# The problem
Locate each line in the entries below that contains the string "after" and copy those lines out in full.

# Dataset entries
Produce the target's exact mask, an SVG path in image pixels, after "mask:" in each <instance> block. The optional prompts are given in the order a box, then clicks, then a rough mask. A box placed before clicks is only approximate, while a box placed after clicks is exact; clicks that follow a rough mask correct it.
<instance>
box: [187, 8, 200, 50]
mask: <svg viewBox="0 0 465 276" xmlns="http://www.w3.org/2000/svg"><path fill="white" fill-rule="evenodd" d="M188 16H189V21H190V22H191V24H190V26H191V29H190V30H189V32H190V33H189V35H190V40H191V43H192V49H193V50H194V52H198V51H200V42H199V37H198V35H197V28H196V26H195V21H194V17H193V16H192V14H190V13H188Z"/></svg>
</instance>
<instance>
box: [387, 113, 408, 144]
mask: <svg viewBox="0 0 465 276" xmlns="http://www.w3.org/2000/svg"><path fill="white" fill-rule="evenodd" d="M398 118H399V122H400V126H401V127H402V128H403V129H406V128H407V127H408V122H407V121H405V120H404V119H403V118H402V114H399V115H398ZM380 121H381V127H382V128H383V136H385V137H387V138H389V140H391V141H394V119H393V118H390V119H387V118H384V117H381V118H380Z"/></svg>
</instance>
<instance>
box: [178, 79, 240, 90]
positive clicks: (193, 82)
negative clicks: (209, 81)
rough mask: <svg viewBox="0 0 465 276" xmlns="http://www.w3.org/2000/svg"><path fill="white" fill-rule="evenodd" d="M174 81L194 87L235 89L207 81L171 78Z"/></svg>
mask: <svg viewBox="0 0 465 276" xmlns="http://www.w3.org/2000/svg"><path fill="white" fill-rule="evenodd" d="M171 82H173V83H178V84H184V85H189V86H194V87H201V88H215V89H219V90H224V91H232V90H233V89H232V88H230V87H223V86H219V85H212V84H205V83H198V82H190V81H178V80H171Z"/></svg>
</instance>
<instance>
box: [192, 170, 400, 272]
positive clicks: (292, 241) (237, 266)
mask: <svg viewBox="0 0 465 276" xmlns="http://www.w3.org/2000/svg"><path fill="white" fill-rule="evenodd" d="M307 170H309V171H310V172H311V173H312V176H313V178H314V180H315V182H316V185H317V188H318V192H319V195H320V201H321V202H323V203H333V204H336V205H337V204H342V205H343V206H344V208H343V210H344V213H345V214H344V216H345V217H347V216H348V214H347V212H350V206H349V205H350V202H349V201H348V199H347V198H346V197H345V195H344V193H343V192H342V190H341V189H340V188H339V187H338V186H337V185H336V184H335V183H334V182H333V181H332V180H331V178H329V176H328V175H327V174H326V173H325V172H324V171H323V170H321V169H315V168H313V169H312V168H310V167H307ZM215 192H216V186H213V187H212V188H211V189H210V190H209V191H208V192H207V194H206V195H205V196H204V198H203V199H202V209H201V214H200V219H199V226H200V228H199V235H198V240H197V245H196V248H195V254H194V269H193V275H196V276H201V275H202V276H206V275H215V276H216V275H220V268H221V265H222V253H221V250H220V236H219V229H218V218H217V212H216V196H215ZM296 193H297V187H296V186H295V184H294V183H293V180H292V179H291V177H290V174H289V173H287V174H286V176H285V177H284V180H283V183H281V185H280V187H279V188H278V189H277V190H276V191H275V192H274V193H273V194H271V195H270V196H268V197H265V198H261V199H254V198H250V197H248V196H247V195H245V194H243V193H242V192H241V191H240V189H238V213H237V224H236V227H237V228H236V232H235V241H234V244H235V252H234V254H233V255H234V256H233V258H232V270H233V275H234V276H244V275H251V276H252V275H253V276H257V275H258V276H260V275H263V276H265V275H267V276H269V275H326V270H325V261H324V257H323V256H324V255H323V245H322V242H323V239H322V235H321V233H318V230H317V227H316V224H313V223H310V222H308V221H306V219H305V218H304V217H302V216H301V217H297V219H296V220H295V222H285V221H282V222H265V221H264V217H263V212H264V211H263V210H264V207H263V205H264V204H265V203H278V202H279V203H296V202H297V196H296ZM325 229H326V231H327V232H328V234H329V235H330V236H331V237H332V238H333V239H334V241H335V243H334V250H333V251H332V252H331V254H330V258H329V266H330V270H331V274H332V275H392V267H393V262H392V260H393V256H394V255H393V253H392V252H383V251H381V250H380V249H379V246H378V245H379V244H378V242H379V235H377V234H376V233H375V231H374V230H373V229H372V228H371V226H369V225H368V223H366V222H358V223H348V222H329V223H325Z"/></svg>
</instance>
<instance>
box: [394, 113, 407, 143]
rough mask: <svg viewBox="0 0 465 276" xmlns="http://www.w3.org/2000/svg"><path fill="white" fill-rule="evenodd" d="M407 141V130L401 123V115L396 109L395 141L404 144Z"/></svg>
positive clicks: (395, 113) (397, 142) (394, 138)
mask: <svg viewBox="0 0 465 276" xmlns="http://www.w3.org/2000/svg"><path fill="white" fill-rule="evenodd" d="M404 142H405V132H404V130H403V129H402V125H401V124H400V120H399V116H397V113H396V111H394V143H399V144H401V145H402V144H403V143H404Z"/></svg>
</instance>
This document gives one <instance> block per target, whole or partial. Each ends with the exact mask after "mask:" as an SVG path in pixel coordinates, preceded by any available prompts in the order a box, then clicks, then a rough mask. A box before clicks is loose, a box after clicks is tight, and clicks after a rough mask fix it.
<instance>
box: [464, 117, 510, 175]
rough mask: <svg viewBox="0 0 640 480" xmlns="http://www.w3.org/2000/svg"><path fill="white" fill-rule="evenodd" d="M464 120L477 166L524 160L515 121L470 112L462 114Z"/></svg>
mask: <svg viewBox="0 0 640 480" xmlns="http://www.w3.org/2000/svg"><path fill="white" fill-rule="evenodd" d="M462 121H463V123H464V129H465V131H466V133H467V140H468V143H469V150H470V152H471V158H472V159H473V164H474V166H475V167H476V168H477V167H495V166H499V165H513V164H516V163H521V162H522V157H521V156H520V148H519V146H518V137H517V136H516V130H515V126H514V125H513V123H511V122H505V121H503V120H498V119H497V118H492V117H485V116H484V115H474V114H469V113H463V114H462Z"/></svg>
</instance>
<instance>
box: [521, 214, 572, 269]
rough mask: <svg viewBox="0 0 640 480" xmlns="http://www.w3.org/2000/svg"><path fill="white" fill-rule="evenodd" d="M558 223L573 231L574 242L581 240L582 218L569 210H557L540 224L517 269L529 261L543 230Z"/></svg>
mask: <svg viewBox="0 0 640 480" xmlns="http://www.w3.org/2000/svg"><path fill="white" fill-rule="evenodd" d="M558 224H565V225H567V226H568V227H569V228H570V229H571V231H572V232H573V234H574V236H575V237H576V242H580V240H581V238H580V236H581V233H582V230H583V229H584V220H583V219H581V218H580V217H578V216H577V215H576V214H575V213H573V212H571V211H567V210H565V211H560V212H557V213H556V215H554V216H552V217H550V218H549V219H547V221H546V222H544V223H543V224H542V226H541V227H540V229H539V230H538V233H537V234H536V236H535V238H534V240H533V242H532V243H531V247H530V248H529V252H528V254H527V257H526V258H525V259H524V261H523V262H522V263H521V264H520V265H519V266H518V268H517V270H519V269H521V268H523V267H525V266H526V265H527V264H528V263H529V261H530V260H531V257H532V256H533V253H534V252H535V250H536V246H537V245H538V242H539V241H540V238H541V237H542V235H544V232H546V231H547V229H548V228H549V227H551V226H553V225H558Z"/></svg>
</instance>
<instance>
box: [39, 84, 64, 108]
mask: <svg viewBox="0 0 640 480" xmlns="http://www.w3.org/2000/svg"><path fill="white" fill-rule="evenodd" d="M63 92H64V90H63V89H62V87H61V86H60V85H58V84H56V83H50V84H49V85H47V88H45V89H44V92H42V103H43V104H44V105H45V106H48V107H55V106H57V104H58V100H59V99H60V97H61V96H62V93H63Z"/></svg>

# Response to this task
Produce the target's exact mask, an SVG path in image pixels, after "mask:" in each <instance> block. The optional prompts are given in the order a box, then clicks, then a rough mask. A box placed before clicks is only approximate, while a box placed after clicks is exact; clicks that follow a rough mask correct it.
This document gives one <instance> block per target, whole or partial. Each ends with the exact mask after "mask:" as an SVG path in pixel coordinates, preceded by any available prompts in the order a box, then clicks, then a rough mask. A box before clicks is loose, a box after clicks is tight, and clicks after a rough mask fix it.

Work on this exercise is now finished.